■ Written request: Copy out word for word every line of the items from the line containing "output [[135, 320]]." to the line containing "[[410, 279]]", both of those lines included, and nothing else.

(Coordinate annotation records)
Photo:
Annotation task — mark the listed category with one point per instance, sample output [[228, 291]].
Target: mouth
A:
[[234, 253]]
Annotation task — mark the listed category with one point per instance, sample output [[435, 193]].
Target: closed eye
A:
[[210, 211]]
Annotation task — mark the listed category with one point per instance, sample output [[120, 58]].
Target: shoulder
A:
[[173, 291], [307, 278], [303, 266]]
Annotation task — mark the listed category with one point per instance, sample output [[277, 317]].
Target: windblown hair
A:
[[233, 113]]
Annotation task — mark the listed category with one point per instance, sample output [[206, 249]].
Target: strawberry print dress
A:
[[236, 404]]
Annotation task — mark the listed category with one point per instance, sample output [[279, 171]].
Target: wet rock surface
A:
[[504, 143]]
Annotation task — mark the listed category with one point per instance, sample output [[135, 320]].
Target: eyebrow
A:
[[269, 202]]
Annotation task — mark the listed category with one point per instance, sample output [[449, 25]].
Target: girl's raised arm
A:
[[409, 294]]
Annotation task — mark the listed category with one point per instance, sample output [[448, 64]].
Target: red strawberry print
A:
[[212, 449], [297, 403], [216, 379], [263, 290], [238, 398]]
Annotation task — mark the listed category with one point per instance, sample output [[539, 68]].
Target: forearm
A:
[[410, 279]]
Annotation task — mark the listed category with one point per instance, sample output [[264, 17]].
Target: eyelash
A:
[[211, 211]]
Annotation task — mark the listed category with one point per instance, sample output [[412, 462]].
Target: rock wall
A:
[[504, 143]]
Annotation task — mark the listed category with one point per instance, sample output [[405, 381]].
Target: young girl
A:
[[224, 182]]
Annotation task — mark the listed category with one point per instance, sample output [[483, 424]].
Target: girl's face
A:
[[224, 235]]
---
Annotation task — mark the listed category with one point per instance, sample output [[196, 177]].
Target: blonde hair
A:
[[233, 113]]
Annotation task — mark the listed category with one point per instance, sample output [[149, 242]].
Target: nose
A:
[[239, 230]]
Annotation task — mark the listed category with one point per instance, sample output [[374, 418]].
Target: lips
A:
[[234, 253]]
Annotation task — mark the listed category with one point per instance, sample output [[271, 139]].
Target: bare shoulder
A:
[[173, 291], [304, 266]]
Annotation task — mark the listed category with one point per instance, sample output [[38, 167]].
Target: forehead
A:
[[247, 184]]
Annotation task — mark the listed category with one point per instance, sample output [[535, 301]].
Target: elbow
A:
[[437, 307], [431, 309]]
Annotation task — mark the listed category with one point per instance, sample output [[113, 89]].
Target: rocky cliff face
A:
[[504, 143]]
* * *
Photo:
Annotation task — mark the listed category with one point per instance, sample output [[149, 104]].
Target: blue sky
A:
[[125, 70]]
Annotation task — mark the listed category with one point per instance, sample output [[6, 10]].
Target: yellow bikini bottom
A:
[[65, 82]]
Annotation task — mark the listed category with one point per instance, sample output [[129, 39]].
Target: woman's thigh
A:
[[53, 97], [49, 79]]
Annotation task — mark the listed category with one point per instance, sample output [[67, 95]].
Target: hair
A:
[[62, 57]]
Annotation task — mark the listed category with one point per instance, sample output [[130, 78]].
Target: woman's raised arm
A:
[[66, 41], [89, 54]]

■ Task solution:
Annotation task — mark the listed category with one point per instance, sample output [[135, 320]].
Target: eyebrow
A:
[[269, 202]]
Annotation task — mark the listed category with one point per instance, sample output [[449, 25]].
Target: girl's raised arm
A:
[[409, 294]]
Annotation task — mark the listed category with one point per instance, sample output [[448, 64]].
Target: red strawberry print
A:
[[212, 449], [297, 403], [216, 379], [263, 290], [238, 398]]
Annotation task — mark the listed category with one point per instance, sample output [[539, 68]].
Target: forearm
A:
[[410, 279]]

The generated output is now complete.